*** Block opens ***

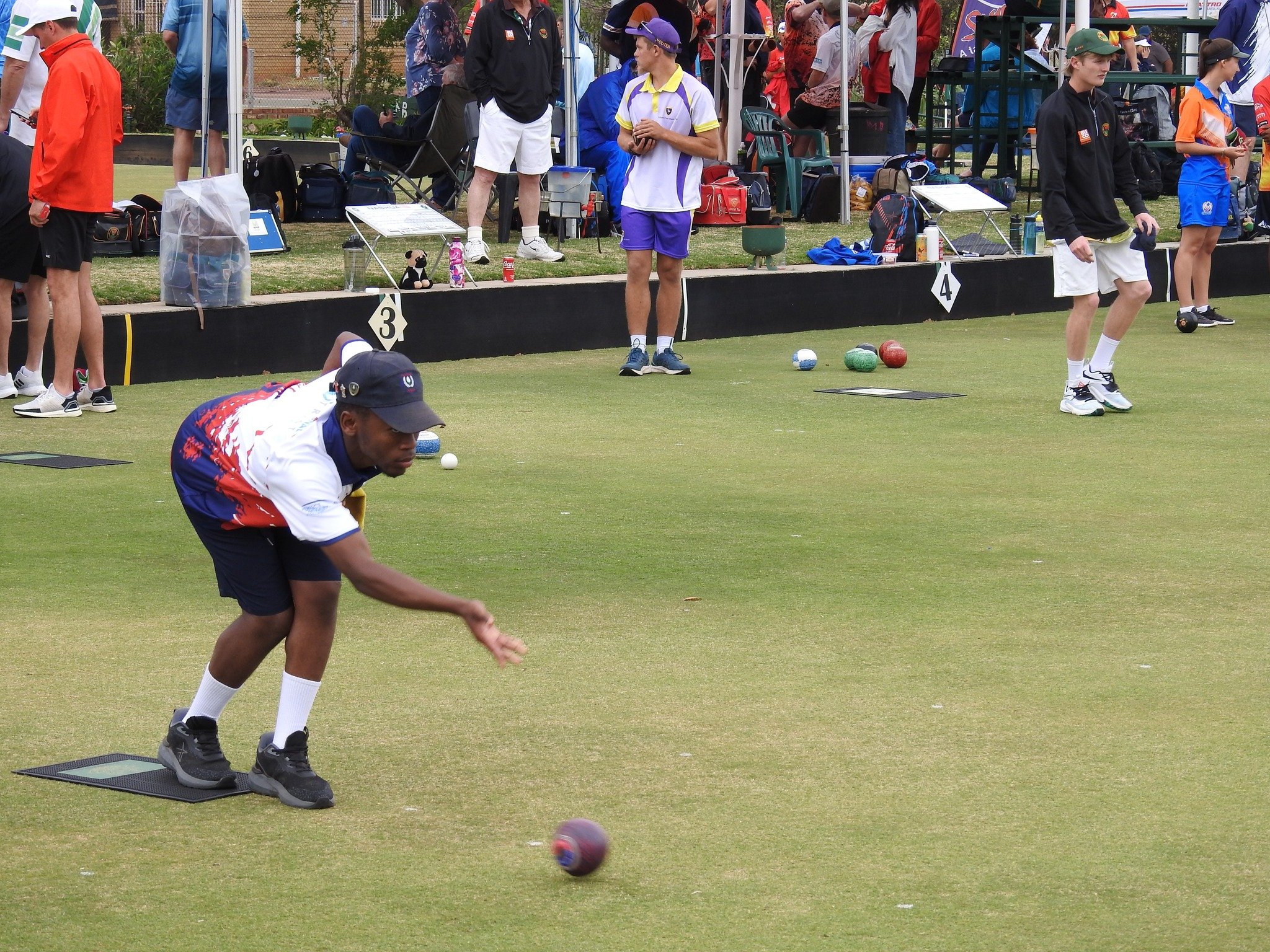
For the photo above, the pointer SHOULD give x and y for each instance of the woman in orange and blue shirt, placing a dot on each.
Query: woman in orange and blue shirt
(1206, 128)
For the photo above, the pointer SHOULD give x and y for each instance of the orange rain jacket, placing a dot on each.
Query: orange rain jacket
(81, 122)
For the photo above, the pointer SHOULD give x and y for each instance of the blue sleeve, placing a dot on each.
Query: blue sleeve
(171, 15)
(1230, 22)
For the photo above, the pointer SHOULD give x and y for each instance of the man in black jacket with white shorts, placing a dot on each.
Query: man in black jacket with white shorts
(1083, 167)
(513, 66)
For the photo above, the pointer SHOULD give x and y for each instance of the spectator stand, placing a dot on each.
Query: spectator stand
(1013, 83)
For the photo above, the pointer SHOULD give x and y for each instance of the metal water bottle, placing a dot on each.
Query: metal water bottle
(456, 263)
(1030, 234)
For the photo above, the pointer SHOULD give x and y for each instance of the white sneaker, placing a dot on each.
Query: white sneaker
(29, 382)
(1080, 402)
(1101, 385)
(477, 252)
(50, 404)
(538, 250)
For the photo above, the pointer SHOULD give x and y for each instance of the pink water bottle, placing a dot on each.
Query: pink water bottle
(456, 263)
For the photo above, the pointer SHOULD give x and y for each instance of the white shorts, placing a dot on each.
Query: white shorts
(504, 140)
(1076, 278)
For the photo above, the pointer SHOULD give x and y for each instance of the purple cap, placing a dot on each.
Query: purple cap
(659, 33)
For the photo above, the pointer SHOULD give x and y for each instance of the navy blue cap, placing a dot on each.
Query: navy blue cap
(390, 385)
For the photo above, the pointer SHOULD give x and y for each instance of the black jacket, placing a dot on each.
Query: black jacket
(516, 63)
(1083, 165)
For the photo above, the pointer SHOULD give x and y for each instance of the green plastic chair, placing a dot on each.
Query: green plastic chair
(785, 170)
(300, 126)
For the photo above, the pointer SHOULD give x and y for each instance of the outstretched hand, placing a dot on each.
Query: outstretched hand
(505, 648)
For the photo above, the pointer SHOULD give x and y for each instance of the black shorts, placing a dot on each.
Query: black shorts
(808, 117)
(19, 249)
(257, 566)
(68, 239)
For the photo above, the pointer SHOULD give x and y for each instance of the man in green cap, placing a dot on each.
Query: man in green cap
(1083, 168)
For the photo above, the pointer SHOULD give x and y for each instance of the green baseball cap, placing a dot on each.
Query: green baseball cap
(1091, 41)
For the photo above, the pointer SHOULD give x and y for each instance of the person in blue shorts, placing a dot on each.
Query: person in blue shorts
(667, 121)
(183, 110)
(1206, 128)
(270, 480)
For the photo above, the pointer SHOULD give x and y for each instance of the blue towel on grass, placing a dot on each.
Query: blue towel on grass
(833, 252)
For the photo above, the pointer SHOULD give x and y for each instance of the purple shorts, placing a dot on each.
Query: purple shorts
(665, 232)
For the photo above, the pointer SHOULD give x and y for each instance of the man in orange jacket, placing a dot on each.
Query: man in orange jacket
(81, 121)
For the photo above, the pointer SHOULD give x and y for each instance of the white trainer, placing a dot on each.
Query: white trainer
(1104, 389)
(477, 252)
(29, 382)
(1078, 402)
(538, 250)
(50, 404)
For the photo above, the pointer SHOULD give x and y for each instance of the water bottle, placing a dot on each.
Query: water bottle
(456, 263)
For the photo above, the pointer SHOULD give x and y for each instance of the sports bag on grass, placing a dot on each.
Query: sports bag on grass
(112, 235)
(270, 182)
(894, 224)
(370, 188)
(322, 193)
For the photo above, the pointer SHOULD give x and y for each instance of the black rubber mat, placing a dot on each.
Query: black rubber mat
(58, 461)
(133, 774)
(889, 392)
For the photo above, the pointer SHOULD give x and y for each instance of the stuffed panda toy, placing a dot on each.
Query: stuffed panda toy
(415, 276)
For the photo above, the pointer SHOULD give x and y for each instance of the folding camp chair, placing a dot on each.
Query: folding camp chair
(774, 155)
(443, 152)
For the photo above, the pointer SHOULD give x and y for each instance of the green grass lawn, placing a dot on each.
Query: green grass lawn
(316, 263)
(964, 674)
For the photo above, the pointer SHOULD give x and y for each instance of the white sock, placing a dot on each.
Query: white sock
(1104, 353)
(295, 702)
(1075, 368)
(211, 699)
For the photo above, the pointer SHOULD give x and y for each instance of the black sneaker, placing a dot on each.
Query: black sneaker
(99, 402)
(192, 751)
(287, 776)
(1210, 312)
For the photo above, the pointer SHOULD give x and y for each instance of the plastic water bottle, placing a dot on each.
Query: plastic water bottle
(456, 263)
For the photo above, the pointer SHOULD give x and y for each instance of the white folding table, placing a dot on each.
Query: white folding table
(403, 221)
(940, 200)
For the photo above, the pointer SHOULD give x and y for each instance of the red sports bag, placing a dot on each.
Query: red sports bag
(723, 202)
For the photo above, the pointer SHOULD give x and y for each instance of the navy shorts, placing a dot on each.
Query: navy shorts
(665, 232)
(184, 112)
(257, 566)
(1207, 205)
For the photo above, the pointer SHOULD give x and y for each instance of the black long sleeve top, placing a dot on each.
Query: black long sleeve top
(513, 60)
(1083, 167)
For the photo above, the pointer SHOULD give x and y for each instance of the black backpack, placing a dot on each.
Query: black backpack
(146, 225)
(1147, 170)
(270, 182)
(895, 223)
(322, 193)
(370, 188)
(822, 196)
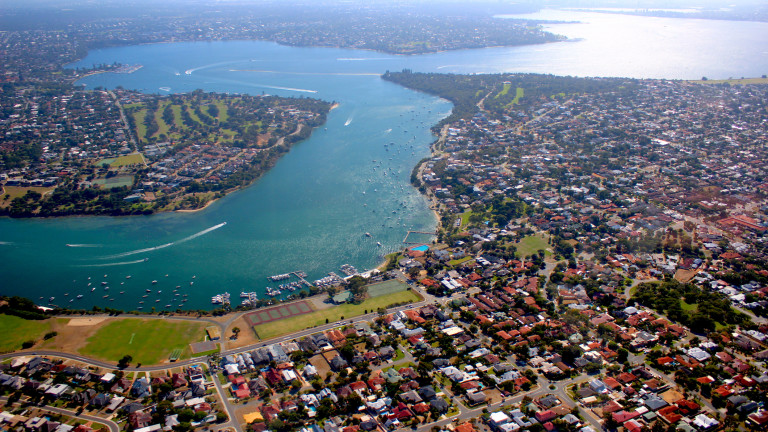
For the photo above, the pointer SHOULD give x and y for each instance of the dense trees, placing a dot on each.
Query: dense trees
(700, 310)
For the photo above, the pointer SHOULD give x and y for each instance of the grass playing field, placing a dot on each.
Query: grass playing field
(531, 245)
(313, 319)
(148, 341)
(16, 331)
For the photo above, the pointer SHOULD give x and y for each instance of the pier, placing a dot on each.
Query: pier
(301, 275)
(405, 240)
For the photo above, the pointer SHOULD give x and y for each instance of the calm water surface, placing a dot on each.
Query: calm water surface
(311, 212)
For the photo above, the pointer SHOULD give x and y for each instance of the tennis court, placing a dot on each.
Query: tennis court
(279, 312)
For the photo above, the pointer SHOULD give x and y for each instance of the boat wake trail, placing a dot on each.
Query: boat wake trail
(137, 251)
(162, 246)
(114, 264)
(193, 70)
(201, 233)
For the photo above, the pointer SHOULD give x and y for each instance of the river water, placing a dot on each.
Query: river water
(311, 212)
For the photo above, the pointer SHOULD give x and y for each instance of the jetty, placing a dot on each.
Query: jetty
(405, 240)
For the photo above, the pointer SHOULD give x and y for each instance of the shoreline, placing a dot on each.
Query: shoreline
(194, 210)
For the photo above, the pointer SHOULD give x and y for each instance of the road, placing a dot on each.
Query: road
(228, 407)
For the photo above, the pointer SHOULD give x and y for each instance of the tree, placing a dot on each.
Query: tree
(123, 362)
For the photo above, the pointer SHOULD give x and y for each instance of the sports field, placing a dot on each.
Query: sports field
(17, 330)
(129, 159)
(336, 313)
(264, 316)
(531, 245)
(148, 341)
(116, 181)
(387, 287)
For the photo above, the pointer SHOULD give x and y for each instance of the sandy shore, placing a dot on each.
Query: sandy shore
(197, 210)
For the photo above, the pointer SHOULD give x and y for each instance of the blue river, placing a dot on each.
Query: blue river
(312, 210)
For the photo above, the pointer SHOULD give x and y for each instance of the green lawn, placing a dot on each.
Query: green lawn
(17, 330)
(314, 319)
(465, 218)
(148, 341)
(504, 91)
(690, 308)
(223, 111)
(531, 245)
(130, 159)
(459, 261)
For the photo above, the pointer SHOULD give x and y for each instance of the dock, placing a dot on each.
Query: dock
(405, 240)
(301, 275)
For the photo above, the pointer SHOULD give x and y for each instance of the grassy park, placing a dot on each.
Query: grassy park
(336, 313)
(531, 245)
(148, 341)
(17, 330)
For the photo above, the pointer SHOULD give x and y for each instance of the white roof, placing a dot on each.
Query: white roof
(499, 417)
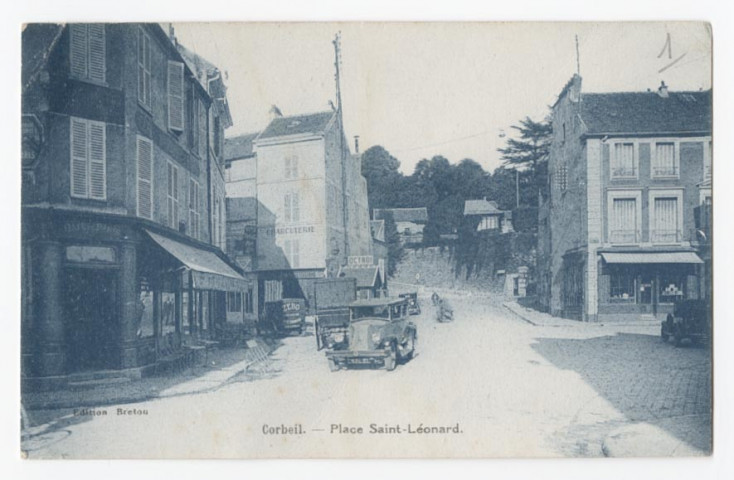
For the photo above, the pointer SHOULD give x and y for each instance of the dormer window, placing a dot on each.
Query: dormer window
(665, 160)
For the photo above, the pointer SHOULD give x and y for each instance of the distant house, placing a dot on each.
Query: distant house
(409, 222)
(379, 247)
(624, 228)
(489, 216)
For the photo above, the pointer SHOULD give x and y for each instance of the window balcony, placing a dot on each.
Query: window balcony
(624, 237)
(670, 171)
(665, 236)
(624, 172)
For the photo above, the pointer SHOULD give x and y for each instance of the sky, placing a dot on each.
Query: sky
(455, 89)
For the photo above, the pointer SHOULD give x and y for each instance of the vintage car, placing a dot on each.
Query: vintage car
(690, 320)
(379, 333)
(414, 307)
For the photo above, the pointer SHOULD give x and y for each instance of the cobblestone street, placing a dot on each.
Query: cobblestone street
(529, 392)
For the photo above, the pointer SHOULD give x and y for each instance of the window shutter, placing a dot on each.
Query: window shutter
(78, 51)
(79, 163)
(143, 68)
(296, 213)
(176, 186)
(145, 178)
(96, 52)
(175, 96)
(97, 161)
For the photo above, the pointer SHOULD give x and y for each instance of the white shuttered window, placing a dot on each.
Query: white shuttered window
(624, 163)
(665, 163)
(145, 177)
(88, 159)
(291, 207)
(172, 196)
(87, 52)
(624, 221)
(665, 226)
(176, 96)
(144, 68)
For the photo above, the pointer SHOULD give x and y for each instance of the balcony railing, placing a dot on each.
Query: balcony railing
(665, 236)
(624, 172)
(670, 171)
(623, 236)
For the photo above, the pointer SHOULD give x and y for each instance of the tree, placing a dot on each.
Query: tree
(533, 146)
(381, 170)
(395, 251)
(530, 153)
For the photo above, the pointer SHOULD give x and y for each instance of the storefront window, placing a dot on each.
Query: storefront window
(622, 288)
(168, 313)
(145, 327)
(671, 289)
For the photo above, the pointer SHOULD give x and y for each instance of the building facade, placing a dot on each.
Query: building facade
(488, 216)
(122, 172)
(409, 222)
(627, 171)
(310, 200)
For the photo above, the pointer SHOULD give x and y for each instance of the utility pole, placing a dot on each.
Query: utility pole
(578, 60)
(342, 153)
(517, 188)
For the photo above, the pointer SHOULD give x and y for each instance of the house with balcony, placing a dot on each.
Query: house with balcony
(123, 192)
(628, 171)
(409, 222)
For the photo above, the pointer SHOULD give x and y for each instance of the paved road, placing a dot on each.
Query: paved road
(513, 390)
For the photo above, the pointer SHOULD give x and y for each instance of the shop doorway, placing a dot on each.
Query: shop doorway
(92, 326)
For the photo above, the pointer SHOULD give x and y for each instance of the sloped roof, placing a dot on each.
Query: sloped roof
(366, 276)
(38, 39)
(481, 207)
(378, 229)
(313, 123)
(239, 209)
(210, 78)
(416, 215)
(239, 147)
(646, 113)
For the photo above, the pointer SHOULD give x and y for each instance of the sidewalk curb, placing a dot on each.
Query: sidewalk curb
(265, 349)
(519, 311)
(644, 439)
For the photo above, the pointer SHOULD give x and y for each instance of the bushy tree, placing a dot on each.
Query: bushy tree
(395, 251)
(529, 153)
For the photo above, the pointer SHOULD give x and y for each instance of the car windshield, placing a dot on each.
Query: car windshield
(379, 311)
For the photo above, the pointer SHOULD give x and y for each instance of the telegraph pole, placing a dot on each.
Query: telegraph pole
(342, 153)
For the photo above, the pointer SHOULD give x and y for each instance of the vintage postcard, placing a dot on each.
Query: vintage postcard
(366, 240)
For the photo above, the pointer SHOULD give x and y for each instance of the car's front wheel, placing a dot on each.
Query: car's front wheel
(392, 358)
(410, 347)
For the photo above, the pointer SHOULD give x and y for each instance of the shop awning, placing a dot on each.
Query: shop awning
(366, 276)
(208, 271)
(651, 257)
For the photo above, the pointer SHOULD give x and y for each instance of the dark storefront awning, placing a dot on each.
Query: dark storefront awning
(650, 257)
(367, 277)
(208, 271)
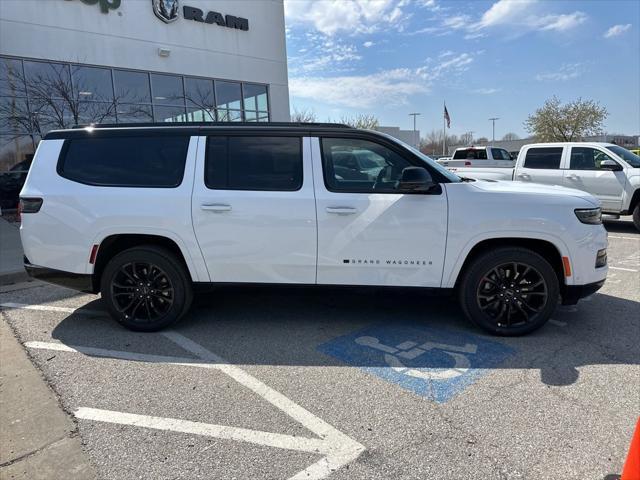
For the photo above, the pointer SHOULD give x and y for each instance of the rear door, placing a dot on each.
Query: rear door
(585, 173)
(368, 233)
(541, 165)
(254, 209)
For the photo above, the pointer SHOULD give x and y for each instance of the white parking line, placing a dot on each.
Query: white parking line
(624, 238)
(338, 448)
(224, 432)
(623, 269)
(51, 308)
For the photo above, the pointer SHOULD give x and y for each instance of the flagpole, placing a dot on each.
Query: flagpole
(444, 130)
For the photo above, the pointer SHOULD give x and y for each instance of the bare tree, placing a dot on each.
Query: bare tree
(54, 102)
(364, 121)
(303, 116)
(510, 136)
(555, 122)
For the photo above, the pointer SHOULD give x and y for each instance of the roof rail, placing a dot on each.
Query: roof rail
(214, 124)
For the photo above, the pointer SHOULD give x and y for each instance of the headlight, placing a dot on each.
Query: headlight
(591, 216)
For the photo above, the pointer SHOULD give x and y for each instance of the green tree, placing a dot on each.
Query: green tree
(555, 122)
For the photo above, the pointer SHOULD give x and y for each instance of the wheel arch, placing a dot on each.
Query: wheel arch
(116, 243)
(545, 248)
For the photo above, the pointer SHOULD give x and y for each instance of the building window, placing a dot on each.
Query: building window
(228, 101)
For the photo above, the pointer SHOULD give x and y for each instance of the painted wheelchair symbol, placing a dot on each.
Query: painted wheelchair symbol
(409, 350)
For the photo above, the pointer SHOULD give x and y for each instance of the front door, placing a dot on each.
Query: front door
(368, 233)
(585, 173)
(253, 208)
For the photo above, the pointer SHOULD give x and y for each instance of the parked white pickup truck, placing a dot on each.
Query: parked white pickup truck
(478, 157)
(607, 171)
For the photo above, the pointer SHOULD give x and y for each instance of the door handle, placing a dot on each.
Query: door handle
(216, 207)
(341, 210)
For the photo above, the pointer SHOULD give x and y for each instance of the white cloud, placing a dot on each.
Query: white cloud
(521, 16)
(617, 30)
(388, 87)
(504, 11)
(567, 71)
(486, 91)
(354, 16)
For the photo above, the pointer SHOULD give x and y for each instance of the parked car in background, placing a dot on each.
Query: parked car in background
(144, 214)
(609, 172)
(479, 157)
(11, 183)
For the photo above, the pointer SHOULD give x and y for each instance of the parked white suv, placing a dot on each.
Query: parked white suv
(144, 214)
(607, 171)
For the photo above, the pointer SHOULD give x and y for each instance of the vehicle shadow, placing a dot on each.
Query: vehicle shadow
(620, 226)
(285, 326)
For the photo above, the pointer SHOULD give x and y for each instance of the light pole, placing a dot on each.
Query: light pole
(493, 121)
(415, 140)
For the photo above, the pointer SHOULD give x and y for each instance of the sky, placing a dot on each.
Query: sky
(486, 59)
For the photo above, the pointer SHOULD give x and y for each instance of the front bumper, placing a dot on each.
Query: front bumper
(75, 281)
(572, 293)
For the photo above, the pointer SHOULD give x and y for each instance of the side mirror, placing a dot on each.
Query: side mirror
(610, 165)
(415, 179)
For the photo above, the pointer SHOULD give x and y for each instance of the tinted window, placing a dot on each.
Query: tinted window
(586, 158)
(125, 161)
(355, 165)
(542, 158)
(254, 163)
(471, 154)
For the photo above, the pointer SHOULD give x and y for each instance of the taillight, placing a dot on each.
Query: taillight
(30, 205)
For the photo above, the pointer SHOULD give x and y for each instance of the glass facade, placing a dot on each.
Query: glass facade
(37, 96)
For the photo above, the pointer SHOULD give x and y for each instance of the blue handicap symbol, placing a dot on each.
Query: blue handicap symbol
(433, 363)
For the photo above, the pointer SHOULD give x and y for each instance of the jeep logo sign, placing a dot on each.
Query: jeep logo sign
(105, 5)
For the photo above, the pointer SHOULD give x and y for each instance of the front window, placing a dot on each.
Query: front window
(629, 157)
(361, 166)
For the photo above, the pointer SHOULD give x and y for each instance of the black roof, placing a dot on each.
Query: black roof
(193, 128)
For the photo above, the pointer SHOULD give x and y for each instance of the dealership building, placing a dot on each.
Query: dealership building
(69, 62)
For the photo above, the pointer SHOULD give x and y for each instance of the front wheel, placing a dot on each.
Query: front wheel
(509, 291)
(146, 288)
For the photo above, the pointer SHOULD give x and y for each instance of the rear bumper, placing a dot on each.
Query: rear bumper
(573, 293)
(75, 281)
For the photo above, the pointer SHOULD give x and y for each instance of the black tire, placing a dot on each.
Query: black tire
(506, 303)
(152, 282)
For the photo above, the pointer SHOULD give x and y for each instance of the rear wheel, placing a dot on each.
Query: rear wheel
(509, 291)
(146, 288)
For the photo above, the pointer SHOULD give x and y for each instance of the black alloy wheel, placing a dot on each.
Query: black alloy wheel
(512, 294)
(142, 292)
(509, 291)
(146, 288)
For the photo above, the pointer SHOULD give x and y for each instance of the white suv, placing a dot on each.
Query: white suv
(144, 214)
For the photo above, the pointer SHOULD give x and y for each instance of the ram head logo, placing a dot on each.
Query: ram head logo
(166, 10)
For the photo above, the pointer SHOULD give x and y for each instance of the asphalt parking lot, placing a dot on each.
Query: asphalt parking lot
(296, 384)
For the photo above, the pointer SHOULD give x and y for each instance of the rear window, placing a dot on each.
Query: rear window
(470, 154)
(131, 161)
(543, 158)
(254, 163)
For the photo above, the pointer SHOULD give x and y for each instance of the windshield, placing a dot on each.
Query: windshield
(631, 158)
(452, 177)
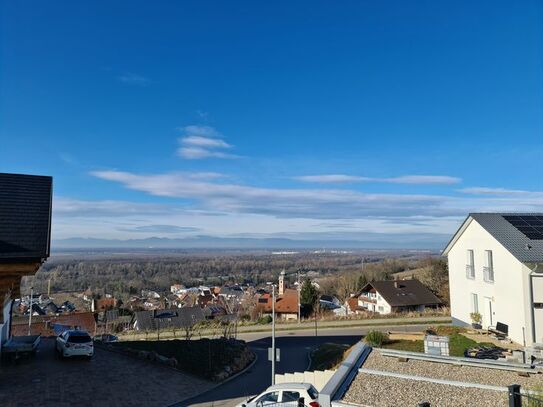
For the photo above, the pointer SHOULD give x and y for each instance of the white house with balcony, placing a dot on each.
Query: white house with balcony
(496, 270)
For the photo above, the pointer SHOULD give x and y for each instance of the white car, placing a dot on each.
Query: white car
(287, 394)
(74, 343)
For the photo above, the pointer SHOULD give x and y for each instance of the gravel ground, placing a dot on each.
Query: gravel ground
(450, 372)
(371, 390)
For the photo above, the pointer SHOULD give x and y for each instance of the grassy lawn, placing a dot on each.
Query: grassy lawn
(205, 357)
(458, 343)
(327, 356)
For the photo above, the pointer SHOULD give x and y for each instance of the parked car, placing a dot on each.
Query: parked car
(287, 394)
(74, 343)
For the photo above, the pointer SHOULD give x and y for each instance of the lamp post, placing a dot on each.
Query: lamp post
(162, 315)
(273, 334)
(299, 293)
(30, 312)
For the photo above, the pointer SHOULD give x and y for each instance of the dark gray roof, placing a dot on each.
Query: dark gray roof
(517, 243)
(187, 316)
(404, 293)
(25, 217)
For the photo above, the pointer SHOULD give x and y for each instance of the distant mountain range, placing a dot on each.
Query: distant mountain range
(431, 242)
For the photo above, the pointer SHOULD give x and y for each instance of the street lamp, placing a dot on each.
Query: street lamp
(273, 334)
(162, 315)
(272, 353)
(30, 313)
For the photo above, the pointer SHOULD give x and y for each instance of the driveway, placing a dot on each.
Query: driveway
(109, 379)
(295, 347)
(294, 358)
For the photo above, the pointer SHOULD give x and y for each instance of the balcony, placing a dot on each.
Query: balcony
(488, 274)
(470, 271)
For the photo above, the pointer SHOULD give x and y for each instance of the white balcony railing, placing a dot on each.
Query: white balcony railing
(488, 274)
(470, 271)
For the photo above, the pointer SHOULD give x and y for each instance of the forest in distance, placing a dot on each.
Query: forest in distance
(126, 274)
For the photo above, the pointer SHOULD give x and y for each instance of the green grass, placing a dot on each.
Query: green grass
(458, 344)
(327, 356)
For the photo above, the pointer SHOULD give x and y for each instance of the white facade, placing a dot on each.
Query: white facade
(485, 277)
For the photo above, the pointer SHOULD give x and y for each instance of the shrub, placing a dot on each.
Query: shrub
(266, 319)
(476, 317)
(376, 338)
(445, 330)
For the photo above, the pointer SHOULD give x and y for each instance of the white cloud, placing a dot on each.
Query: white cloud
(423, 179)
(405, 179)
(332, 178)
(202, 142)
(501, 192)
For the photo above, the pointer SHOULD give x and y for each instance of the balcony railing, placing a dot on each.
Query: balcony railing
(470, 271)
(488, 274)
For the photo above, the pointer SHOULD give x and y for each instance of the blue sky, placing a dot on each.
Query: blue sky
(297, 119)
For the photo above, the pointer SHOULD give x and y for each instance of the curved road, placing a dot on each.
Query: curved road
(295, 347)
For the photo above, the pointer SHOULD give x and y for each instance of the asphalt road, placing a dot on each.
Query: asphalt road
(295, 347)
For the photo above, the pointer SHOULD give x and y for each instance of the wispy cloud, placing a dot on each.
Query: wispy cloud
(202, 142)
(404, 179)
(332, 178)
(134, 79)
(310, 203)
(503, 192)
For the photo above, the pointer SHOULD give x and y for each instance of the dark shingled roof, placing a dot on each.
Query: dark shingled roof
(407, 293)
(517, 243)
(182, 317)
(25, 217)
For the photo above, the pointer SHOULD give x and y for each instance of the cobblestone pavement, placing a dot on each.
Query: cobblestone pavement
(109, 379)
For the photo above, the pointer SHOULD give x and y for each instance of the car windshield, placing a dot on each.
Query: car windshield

*** Block closes ***

#### Exercise brief:
Working from the data above, extract solely the lines from the one containing "Query: front window" through the one containing "rear bumper, placing a dot on each.", exactly as they appear, both included.

#### Result for this exercise:
Query: front window
(629, 157)
(361, 166)
For the photo above, the pointer SHOULD give x and y for each instance of the black roof, placing a dot on each.
Query: black roof
(193, 128)
For the photo above, the pointer SHOULD give x and y for each instance of the dealership building, placing a dot on each.
Query: dealership building
(69, 62)
For the photo above, the pointer SHOULD give x and y for each instance of the front wheel, placing a dot on each.
Query: front wheel
(509, 291)
(146, 288)
For the photo above, the pointer SHOULD give x and y for each instance of the rear bumper, placing a dot on each.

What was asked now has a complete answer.